• **What to do**
Produce a verbatim copy of the lines from the one holding "Locate every instance of the lanyard" through the last line of the listing, and nothing else.

------------------------------------------------------------

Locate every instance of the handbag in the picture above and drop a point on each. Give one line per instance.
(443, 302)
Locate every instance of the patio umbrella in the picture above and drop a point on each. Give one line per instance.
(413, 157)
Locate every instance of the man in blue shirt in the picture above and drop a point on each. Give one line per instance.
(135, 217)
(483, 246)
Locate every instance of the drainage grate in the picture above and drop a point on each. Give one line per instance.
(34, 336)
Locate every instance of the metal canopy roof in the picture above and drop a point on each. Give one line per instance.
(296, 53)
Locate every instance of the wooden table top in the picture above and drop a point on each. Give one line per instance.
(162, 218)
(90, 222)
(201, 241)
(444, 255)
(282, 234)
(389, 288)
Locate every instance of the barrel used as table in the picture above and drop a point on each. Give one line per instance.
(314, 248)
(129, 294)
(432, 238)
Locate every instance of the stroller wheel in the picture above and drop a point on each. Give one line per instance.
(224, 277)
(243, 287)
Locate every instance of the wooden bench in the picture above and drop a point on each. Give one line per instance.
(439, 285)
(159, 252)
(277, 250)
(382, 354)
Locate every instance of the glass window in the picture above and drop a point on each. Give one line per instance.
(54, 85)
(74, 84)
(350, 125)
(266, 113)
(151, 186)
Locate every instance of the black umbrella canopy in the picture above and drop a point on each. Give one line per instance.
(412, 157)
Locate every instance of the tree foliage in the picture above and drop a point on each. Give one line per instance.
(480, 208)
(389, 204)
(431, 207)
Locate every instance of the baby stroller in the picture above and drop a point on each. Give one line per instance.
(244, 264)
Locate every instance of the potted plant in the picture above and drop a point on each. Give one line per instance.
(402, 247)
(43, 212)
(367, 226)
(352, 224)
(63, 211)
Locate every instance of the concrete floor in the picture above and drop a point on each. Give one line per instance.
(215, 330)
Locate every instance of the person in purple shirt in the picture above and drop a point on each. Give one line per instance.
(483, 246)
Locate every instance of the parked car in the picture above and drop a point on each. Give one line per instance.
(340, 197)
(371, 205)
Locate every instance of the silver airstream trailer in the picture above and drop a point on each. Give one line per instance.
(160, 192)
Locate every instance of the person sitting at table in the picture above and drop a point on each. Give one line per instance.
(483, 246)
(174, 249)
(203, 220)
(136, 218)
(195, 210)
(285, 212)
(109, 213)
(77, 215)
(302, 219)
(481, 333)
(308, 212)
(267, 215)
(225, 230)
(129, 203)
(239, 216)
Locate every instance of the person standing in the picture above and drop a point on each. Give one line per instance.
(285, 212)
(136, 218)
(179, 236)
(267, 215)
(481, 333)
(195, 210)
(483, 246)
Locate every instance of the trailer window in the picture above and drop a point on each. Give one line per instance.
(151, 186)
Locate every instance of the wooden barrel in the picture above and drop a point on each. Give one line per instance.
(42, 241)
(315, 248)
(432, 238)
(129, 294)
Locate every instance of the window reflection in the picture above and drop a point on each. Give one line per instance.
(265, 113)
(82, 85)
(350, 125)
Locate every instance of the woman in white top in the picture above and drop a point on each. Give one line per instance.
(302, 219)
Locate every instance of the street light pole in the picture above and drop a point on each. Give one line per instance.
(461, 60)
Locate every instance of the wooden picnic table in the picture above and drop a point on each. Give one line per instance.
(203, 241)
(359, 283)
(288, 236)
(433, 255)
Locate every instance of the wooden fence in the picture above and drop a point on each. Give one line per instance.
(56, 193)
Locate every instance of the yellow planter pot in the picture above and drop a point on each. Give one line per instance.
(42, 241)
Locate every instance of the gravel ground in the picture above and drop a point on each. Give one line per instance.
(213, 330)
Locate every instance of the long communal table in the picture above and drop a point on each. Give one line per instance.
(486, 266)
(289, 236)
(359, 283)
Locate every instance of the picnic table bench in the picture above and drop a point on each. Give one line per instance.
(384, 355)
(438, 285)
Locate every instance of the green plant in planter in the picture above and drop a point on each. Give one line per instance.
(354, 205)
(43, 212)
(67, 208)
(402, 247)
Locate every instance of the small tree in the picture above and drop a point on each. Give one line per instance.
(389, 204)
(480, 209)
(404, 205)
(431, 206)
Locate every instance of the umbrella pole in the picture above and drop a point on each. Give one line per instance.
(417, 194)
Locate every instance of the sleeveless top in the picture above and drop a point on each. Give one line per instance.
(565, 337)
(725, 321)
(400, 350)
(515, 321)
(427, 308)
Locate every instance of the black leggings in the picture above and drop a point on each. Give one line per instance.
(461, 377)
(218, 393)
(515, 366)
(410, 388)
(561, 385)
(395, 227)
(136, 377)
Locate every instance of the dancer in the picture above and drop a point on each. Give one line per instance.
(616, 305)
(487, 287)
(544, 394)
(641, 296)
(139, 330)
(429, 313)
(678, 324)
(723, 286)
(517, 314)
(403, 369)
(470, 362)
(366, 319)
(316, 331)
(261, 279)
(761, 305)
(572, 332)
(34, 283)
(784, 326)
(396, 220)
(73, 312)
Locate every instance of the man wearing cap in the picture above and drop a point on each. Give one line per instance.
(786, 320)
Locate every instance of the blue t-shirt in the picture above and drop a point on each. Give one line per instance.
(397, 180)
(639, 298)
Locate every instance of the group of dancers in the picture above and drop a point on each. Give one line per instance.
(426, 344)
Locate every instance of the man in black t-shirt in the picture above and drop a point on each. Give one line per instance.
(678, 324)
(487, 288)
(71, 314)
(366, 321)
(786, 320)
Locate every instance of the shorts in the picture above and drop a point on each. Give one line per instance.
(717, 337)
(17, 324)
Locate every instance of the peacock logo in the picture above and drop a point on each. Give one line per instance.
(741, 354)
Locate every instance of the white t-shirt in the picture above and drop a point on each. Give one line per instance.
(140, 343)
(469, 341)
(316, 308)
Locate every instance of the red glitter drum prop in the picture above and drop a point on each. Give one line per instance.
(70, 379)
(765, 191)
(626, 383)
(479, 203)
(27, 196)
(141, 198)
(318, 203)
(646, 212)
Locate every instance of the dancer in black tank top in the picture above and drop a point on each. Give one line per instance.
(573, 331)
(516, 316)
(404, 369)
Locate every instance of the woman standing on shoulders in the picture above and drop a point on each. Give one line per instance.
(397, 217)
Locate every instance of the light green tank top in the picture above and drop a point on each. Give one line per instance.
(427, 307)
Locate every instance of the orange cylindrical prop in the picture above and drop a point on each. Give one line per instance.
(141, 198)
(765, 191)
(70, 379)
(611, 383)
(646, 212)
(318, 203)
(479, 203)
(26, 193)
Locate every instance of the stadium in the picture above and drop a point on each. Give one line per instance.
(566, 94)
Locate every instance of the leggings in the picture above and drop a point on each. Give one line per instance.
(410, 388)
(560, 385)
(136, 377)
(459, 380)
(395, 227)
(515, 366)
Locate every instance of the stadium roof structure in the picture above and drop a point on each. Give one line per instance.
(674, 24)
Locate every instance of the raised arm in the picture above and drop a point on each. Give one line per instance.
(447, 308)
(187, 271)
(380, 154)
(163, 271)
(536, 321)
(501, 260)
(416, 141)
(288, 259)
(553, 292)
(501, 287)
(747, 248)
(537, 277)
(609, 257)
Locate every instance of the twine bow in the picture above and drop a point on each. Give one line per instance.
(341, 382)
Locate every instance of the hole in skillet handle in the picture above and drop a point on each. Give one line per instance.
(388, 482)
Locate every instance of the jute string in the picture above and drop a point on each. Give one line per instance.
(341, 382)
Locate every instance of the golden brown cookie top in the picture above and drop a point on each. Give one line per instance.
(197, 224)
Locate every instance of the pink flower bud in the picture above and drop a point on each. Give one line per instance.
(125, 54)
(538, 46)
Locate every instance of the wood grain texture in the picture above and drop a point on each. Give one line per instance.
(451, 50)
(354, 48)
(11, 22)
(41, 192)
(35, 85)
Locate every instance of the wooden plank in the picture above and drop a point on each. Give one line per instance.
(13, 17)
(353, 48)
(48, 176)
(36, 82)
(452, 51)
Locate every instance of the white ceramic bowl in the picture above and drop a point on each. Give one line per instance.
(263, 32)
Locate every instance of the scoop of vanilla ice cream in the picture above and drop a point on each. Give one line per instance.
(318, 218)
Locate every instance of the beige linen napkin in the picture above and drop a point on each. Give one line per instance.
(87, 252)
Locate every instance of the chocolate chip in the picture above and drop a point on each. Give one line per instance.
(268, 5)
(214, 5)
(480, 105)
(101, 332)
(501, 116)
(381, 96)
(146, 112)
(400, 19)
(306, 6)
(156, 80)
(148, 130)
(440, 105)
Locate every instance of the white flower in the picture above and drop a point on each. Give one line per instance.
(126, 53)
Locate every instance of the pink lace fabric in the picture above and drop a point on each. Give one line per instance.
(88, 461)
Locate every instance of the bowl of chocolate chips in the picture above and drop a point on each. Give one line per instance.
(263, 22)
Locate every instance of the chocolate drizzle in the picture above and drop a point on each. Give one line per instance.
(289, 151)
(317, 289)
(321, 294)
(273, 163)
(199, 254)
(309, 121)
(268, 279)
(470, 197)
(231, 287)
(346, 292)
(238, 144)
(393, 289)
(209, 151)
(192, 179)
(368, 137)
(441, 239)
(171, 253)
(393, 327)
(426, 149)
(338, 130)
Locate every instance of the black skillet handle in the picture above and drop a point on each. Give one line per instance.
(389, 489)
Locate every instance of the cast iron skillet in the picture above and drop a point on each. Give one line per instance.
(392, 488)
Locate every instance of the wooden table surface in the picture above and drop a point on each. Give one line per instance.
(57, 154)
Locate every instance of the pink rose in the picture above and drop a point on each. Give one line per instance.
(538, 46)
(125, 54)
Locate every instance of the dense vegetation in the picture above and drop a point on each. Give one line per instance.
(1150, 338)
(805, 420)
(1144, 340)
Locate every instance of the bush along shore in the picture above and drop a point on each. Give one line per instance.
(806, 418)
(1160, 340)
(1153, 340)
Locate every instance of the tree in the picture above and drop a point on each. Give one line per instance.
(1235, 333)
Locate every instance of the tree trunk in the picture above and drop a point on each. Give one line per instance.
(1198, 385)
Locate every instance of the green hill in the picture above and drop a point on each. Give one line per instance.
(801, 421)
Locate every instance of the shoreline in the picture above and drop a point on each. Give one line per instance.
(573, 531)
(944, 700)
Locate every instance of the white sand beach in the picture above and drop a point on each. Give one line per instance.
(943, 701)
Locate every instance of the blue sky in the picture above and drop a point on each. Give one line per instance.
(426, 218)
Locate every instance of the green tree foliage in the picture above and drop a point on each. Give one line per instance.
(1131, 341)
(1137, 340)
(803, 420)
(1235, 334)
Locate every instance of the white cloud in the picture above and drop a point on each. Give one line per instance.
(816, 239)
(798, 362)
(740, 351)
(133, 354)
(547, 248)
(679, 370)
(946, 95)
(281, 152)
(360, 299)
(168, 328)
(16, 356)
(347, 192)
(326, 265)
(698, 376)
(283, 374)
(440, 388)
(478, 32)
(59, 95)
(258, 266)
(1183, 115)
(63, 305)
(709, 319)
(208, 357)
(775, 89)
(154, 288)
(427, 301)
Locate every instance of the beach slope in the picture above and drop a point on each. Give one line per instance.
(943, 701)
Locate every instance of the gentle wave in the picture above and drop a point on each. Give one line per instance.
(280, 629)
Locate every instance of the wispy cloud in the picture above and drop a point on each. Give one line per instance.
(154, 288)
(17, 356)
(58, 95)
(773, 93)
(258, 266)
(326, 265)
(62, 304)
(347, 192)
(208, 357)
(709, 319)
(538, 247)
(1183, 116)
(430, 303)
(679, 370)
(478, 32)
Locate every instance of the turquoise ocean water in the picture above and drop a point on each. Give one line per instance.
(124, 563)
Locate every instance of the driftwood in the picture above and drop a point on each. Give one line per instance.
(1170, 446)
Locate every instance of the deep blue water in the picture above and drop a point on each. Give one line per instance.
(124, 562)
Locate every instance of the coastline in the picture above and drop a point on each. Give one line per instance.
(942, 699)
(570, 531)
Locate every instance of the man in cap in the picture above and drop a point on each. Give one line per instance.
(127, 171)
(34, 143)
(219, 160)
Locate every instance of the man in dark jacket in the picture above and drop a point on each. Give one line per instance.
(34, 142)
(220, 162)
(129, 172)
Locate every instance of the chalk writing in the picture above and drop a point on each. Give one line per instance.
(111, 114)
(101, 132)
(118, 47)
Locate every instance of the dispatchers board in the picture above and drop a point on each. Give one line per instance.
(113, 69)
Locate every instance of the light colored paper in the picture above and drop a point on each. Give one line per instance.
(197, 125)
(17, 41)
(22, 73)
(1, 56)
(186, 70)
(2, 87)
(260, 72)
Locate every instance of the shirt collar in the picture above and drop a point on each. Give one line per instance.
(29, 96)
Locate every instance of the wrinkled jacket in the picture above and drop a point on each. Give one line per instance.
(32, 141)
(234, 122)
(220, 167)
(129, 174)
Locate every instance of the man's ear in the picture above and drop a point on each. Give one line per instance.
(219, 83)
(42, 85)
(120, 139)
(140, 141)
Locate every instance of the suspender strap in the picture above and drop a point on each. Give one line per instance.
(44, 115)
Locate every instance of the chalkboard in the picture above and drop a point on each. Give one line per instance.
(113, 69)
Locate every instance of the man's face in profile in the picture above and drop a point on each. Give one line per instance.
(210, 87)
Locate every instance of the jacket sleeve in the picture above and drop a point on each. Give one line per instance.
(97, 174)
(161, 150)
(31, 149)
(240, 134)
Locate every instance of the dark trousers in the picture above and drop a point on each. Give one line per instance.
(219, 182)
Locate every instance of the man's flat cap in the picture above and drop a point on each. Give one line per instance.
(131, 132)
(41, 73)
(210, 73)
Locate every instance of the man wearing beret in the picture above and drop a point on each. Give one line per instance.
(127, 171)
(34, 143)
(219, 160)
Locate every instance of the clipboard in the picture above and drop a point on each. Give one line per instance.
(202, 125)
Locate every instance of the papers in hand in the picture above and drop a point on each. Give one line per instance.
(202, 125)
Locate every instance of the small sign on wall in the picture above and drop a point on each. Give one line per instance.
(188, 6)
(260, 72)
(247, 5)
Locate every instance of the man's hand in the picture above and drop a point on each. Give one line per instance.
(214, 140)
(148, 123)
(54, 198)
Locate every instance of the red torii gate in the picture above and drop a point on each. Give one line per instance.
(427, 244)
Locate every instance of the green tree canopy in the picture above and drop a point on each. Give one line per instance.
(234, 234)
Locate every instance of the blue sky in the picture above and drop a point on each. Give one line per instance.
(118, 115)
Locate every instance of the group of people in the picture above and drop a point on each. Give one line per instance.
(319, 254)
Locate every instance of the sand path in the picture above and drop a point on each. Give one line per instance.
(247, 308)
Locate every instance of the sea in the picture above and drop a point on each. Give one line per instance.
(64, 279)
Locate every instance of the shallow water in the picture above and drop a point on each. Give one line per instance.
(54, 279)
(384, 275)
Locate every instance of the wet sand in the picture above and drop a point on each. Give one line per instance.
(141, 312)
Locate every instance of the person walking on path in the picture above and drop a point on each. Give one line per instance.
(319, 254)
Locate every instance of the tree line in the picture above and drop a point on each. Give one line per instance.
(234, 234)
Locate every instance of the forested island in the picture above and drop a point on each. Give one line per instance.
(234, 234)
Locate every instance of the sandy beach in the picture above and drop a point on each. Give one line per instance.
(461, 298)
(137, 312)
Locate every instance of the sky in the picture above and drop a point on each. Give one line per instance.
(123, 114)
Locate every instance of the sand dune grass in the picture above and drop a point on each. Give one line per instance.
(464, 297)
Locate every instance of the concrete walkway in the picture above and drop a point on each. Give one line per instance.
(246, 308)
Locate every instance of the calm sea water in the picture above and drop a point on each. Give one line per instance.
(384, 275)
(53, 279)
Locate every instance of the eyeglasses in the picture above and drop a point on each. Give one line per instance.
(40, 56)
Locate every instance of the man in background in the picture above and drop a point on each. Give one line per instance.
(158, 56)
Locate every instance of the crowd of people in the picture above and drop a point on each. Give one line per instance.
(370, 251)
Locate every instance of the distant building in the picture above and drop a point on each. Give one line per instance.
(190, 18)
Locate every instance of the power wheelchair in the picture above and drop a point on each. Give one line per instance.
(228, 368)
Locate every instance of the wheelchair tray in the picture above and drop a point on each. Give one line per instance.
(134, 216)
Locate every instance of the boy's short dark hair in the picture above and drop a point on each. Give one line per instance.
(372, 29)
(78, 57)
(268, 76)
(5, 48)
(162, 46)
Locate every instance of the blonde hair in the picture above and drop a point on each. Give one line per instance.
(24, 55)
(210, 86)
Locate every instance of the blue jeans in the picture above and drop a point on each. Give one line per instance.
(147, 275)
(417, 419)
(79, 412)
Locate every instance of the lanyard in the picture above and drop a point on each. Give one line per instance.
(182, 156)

------------------------------------------------------------

• **Expected answer**
Locate every instance of the lanyard in the picture above and drop a point on each. Give one line per instance.
(182, 156)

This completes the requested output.